■ Consignes ■
a – Dans les entrées, pouvez-vous mettre en liste numérotée, sans les lignes vides, les seules lignes qui commencent à celle contenant « Task: indicate the muddy shore » et s'arrêtent après celle contenant « x=329 y=553 » ?
b – Pouvez-vous donner la suite de la discussion sur l'ouverture des ports sur Mac, à partir de l'endroit où elle s'interrompt ?

■ Extrait du document ■

------------------------------------

# Ouvrir ou fermer des 'ports'



## jyconnaisrien (9 Janvier 2008)

J'en remets une couche : comment peut-on ouvrir ou fermer des ports sur Mac ?

J'entends dans le monde PC  qu'il faut ouvrir un port si on veut que ça le fasse, mais alors comment ?

Merci !


----------



## elKBron (9 Janvier 2008)

euh... quelle version de mac os ?  

pour quelle appli ? 

voir le pare feu ?

voir dans ton routeur ?

de toutes facons, sur un mac, ça le fait, qu'on soit un porc ou pas


----------



## SITRALE (9 Janvier 2008)

jyconnaisrien a dit:


> J'en remets une couche : comment peut-on ouvrir ou fermer des ports sur Mac ?
> 
> J'entends dans le monde PC  qu'il faut ouvrir un port si on veut que ça le fasse, mais alors comment ?
> 
> Merci !




Tu trouvera peut etre des réponses dans les préférences system à l'onglet "Partage" puis "Coupe-feu" , ici tu peut créer, modifier ou supprimé des ouverture de ports sur ta machine...

S.


----------



## jyconnaisrien (9 Janvier 2008)

Le problème c'est que je ne veux rien partager.

Alors, je ne trouve pas de réponses dans ces onglets-là !

Le plus drôle, c'est qu'en wifi, ça marche impécable, mais si je me branche via mon câble rj 45 sur mon antenne perso, ça ne fonctionne plus !


----------



## SITRALE (9 Janvier 2008)

la je capte rien a ce que tu veu nous dire...donne nous des détails...

S.


----------



## elKBron (9 Janvier 2008)

------------------------------------

■ Données d'entrée ■

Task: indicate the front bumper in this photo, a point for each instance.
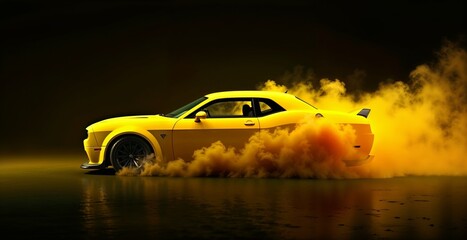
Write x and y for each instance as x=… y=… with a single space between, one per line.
x=93 y=166
x=94 y=152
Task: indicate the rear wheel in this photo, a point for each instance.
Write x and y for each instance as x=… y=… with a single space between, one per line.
x=129 y=151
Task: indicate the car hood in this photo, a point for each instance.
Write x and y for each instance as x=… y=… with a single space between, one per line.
x=143 y=121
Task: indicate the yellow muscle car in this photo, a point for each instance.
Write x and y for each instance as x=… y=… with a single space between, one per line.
x=231 y=117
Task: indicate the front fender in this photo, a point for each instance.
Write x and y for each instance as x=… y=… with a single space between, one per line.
x=130 y=130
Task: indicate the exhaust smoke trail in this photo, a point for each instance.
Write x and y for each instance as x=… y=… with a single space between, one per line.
x=420 y=128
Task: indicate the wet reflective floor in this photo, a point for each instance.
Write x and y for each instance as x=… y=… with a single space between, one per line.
x=52 y=197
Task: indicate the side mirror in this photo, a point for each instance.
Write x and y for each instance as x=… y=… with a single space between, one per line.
x=200 y=115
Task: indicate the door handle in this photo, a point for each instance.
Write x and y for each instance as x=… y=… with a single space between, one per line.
x=249 y=123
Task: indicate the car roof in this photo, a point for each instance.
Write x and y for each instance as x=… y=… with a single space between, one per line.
x=286 y=100
x=249 y=93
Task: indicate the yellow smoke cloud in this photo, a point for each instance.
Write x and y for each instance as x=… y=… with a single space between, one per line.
x=420 y=128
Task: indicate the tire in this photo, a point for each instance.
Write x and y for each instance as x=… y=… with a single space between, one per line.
x=129 y=151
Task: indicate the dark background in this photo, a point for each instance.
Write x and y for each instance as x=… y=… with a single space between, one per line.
x=67 y=64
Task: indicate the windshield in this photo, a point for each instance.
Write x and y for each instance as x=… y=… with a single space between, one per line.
x=306 y=102
x=177 y=113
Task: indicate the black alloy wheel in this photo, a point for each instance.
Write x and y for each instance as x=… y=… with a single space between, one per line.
x=130 y=152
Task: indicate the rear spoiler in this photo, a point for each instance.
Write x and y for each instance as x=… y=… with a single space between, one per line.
x=364 y=112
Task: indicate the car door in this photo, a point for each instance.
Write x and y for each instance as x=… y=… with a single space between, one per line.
x=231 y=121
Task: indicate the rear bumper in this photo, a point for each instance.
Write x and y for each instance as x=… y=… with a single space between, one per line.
x=352 y=163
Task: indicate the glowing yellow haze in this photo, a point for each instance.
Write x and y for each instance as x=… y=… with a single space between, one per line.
x=420 y=129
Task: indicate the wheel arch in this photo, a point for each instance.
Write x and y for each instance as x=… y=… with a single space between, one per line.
x=117 y=134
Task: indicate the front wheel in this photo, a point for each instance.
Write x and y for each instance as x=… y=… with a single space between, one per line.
x=130 y=151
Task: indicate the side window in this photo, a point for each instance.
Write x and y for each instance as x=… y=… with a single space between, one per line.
x=267 y=107
x=227 y=108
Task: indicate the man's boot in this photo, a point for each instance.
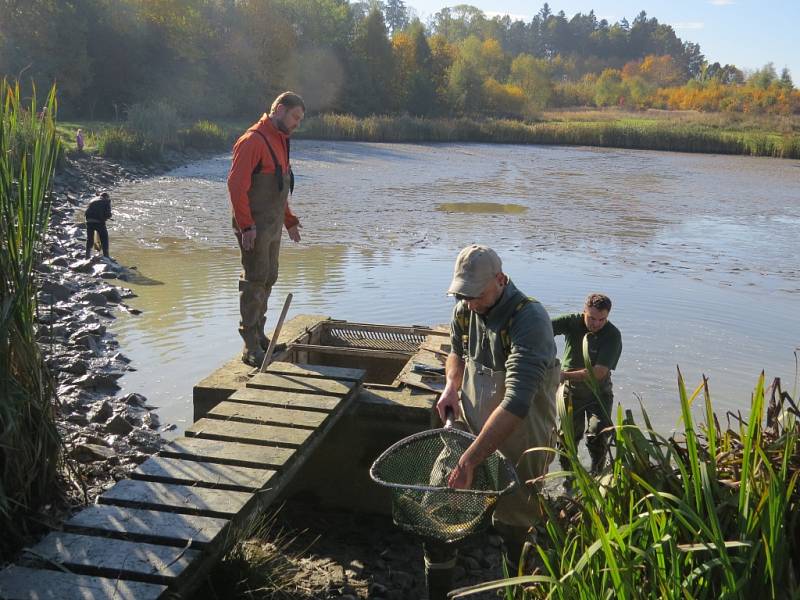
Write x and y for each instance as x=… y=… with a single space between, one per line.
x=263 y=340
x=252 y=353
x=598 y=451
x=440 y=562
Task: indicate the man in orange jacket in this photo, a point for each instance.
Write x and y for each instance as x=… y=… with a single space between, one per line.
x=259 y=183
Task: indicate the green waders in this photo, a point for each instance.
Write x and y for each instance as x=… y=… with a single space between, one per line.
x=260 y=265
x=482 y=391
x=590 y=416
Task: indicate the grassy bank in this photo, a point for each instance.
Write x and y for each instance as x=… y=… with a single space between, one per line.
x=652 y=130
x=684 y=131
x=711 y=512
x=29 y=442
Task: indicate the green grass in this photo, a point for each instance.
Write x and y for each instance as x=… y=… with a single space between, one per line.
x=590 y=128
x=707 y=513
x=678 y=131
x=29 y=442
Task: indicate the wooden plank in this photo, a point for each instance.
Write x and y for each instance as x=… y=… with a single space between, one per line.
x=175 y=498
x=267 y=415
x=302 y=385
x=105 y=557
x=348 y=351
x=248 y=433
x=189 y=472
x=148 y=525
x=322 y=371
x=266 y=497
x=285 y=399
x=228 y=453
x=22 y=583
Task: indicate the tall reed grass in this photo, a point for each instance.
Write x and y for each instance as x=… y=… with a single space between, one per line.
x=643 y=134
x=711 y=513
x=29 y=441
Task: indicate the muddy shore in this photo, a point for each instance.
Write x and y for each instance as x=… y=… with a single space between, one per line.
x=106 y=435
x=329 y=553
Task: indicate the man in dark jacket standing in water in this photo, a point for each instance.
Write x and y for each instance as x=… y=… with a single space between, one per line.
x=501 y=379
x=259 y=183
x=591 y=409
x=97 y=213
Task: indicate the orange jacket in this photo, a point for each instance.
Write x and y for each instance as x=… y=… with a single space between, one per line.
x=247 y=152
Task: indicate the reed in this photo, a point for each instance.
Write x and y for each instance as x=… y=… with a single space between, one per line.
x=29 y=441
x=204 y=135
x=679 y=135
x=710 y=513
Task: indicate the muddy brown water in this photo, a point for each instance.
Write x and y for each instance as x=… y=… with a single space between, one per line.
x=699 y=254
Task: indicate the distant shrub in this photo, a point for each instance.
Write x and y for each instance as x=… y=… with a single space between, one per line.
x=204 y=135
x=155 y=122
x=121 y=143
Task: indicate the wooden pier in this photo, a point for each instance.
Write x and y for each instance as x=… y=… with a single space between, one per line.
x=160 y=531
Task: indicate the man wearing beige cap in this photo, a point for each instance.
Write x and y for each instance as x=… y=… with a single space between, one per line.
x=501 y=378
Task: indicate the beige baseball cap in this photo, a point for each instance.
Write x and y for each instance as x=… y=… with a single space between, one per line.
x=475 y=267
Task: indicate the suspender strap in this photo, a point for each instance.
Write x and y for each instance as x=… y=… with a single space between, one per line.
x=278 y=169
x=464 y=318
x=504 y=332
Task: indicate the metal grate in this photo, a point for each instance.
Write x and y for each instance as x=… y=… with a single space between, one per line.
x=374 y=339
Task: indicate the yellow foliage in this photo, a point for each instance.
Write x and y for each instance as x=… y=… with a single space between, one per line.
x=505 y=100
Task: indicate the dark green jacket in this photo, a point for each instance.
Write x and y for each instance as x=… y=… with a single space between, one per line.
x=531 y=348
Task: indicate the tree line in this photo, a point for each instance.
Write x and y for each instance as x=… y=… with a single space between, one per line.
x=226 y=58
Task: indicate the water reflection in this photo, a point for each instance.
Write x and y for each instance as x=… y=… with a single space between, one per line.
x=482 y=208
x=697 y=252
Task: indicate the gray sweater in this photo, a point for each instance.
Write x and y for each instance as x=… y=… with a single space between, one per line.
x=532 y=349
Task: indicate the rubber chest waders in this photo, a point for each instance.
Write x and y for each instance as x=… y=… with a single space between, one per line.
x=267 y=198
x=482 y=391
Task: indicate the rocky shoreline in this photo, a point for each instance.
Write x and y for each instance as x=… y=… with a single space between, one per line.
x=105 y=435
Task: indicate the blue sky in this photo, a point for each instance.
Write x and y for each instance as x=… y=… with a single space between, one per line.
x=746 y=33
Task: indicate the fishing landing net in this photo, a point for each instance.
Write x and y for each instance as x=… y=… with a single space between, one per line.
x=416 y=469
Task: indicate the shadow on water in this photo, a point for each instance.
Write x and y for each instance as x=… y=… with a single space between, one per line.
x=134 y=276
x=686 y=246
x=482 y=208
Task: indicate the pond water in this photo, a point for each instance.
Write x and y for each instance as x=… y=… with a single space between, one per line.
x=699 y=254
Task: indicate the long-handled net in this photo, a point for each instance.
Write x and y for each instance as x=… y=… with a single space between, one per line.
x=416 y=469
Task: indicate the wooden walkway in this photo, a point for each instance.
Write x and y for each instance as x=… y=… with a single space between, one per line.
x=162 y=530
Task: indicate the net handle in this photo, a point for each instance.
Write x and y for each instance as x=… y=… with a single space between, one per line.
x=449 y=416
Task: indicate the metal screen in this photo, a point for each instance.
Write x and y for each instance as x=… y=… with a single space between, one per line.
x=353 y=336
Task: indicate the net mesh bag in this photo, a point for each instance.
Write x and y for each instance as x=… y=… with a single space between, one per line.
x=416 y=469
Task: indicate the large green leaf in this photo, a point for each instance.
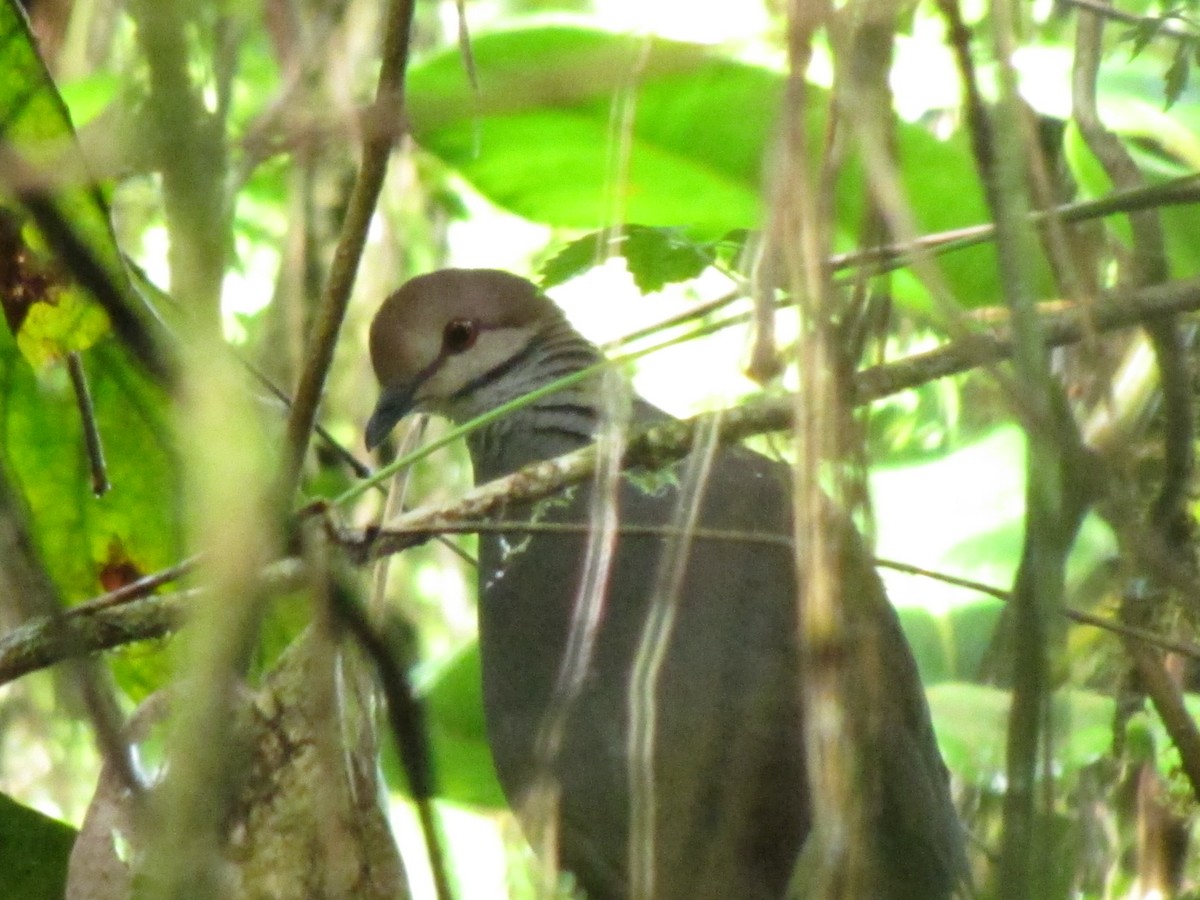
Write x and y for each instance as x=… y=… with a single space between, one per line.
x=34 y=852
x=49 y=313
x=581 y=129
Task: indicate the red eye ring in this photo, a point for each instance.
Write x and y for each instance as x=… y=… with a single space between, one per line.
x=459 y=335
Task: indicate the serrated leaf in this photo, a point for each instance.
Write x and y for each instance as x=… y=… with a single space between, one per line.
x=658 y=257
x=574 y=259
x=539 y=141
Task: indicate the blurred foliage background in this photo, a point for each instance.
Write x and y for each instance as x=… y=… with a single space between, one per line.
x=621 y=151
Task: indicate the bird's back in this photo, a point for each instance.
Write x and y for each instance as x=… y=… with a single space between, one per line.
x=729 y=789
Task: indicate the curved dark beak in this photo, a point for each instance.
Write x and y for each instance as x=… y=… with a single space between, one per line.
x=395 y=402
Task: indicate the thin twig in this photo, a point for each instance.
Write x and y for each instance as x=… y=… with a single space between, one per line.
x=91 y=441
x=383 y=125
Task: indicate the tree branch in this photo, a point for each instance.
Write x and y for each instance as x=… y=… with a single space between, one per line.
x=383 y=124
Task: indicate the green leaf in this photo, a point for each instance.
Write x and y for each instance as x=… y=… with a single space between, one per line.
x=658 y=257
x=559 y=106
x=36 y=126
x=574 y=259
x=35 y=851
x=1176 y=78
x=655 y=257
x=82 y=539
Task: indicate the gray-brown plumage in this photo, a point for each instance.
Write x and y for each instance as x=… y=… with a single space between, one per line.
x=729 y=774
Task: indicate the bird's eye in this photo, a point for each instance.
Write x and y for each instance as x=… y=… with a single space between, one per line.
x=459 y=335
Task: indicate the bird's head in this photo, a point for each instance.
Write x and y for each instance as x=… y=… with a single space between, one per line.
x=439 y=342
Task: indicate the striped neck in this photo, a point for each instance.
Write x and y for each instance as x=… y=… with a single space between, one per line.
x=551 y=425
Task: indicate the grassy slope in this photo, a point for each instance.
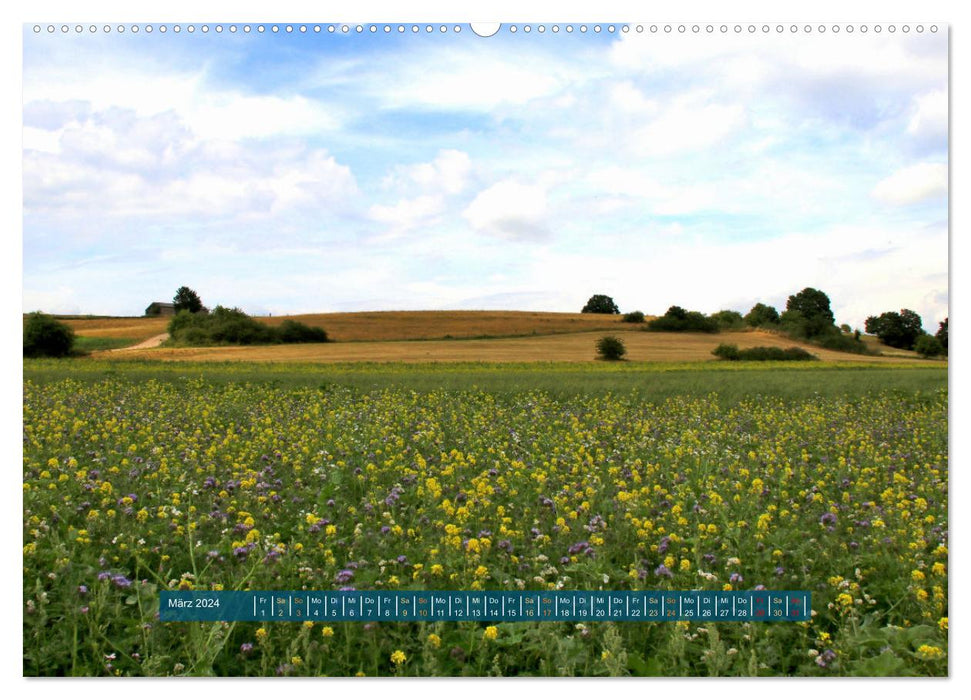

------------------------------------

■ Réponses rédigées ■
a –
1. Task: indicate the muddy shore in this photo, a point for each instance.
2. Write x and y for each instance as x=… y=… with a single space between, one per line.
3. x=106 y=435
4. x=329 y=553

b –
jyconnaisrien se disperse... il fait référence à un problème dont il parle ICI

je propose d'ailleurs que l'on fusionne les 2 threads, c est un peu relou de suivre les 2 en parallèle   

et jyconnairien, si tu pouvais répondre aux questions que l'on te pose, cela nous aiderait aussi. Si tu es sous mac OS 6 sur un macplus, ben la solution est différente par rapport à un OS X Leopard, vois tu


----------



## jyconnaisrien (9 Janvier 2008)

C'est vrai qu'il s'agit du même problème à résoudre, mais je suivais différentes pistes et la pistes des ports ouverts ou fermés m'avait suggéré ce post.

J'ai un macbook pro sous 10.4.11

Et je ne sais pas comment on ouvre ou ferme des ports et les pécéistes m'en parlent, alors ...
je poste ....

Et si on fusionne les deux thèmes, les deux restent entiers.

Pourquoi le VPN fonctionne bien en wifi sous airport et pas lorsque que l'émission est relayée par une antenne.
On décroche le mac pour placer un PC et le VPN répond favorablement.

J'espère avoir bien répondu.

D'avance Merci à vous.


----------



## elKBron (9 Janvier 2008)

jyconnaisrien a dit:


> Et si on fusionne les deux thèmes, les deux restent entiers.
> 
> Pourquoi le VPN fonctionne bien en wifi sous airport et pas lorsque que l'émission est relayée par une antenne.
> On décroche le mac pour placer un PC et le VPN répond favorablement.



c est vrai et merci d avoir apporté ces précisions.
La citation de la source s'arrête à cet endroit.